■ STATED GOAL 1: Rewrite the passage of the Iran nuclear article starting at "Nuclear Iran: War of Words? The" and ending at "the Iranian regime.", putting "hotspot" in place of "flashpoint".
■ STATED GOAL 2: According to the Iran nuclear article, who led the US negotiations with Iran in 1974-1976?
■ STATED GOAL 3: Carry the article on Iran's nuclear ambitions forward from its last sentence.

Nuclear Iran: War of Words?

 

America changes tactic to dowse Iran’s nuclear lust
SAURABH KUMAR SHAHI | Issue Dated: February 1, 2009
Tags : Serious | flashpoint | West Asia | Palestinian | Territories | Iraq | United States | threatened | conflict | allegations | secretly | planning | chieve | nuclear | strike | power | bitter | experience | Iranian | revolution | regime | National Security Archive | Washington DC | Shah | Iran | West Asia | Mohammad Reza Pahlavi | nuclear | energy | potential | national | rights | weapons | confidential | documents | former | Secretary of State | Henry Kissinger | negotiations | downplaying | proliferation | commercial | transaction | presidents | Ford | Carter | bomb | Office | Assistant Secretary of Defence | International Security Affairs | appeasing |
 
Nuclear Iran: War of Words? The most serious flashpoint in West Asia in the last few years – Occupied Palestinian Territories and Iraq notwithstanding – has been Iran. Its war of words with United States has always threatened to spill over as a full-fledged conflict. The latter’s allegations that Iran is secretly planning to achieve nuclear strike power has made matters worse. America’s bitter experience during the Iranian revolution of 1979 has always hung over, and affected, its ability to have any serious discussion with the Iranian regime.

However, recently declassified document by National Security Archive of Washington DC has revealed some. During the 1970s, the Shah of Iran and US’s blue-eyed boy in West Asia, Mohammad Reza Pahlavi, argued, like the present Iranian regime, for a nuclear energy potential on the base of national “rights”, while the US bothered about Iran’s nuclear weapons potential. However, unlike today, the US was willing to negotiate with the then regime of king of Iran, Mohammad Reza Shah Pahlavi, and threats of bombing Iran to Stone Age were never uttered, not even in confidential documents. The papers also nail the lie of former Secretary of State Henry Kissinger, who led the US negotiations in 1974-1976, downplaying the task of proliferation throughout the nuclear discussions with Shah. In a 2005 interview, he reportedly said: “I don't think the issue of proliferation came up. They were an allied country, and this was a commercial transaction.”

■ SUPPLIED MATERIAL:
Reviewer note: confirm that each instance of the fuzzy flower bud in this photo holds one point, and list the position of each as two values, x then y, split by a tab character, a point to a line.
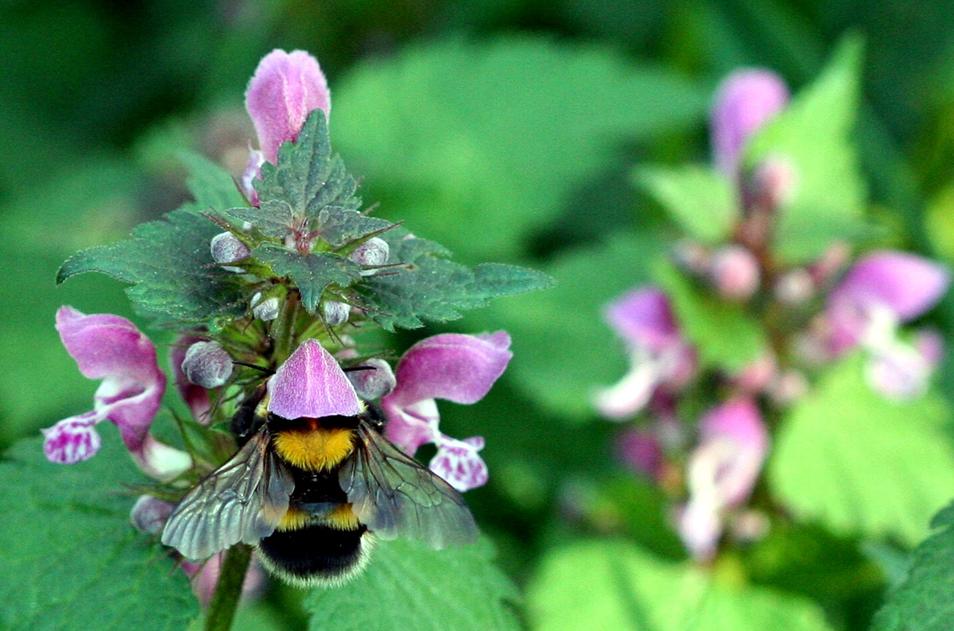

■ TASK OUTPUT 1:
Nuclear Iran: War of Words? The most serious hotspot in West Asia in the last few years – Occupied Palestinian Territories and Iraq notwithstanding – has been Iran. Its war of words with United States has always threatened to spill over as a full-fledged conflict. The latter’s allegations that Iran is secretly planning to achieve nuclear strike power has made matters worse. America’s bitter experience during the Iranian revolution of 1979 has always hung over, and affected, its ability to have any serious discussion with the Iranian regime.

■ TASK OUTPUT 2: Former Secretary of State Henry Kissinger.

■ TASK OUTPUT 3:
Well, the documents reveal that Americans treated the accord as anything but a “commercial transaction”. They show two US presidents, Ford and Carter, expressed apprehensions over proliferation and the Shah's probable craving to put up a nuclear bomb. They wanted to lure him away by promising him a deal to sell nuclear reactors. The fear has clearly been underlined in a memo sent by Office of Assistant Secretary of Defence for International Security Affairs to the then Secretary of Defence, which pointed out that if the Shah's tyranny buckled and Iran became wobbly, “domestic dissidents or foreign terrorists might easily be able to seize any special nuclear material stored in Iran for use in bombs”. Moreover, “an aggressive successor to the Shah might consider nuclear weapons the final item needed to establish Iran's complete military dominance of the region”. So, the question arises: if reservations were so profound, why did US allow the Shah to carry on with the programme? Intimidation signs, if there were any, fail to reflect in the official documents. While the Shah had overtly disavowed a nuclear weapons potential, the Iranians affirmed that they had the "right" to a full nuclear fuel cycle, including reprocessing of spent fuel – quiet similar to what Iran says today. While the current American regime’s position on non-proliferation has been similar, its attitude and the way to deal with Iran have changed completely. Threats and intimidation are very well part of current negotiations. So why was America appeasing the Shah?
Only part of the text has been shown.